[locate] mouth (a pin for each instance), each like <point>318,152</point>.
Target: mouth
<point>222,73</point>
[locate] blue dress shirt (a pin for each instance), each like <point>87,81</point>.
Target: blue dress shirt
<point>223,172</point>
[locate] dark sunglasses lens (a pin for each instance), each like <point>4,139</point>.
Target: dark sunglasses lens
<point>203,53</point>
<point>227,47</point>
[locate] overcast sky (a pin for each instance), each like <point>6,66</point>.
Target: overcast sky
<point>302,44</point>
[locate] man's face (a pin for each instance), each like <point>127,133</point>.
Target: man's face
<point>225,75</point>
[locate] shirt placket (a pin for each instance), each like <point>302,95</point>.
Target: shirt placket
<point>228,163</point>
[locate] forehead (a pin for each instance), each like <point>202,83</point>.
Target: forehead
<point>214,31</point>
········
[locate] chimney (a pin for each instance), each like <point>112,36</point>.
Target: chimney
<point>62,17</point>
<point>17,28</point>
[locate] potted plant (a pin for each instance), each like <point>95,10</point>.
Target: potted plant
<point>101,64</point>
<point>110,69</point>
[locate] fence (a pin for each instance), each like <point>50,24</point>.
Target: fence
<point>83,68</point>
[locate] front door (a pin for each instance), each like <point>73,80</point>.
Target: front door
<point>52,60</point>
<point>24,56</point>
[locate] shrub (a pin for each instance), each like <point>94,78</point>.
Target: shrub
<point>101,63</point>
········
- TASK INSTRUCTIONS -
For the material above, reproduce exactly the lines from the line with "[locate] mouth (a" to the line with "[locate] shirt placket", inclusive, and exclude all others.

- ANSWER BELOW -
[locate] mouth (a pin for each instance), each like <point>318,152</point>.
Target: mouth
<point>222,73</point>
[locate] blue dress shirt (a pin for each instance), each like <point>87,81</point>.
Target: blue dress shirt
<point>223,172</point>
[locate] dark sunglasses lens (a pin for each instance), each like <point>4,139</point>.
Target: dark sunglasses lens
<point>203,53</point>
<point>227,47</point>
[locate] overcast sky (a pin for each instance), each like <point>6,66</point>.
Target: overcast sky
<point>302,44</point>
[locate] man's face (a pin for each instance), each like <point>127,133</point>.
Target: man's face
<point>225,75</point>
[locate] shirt placket (a pin for each instance), each like <point>302,95</point>.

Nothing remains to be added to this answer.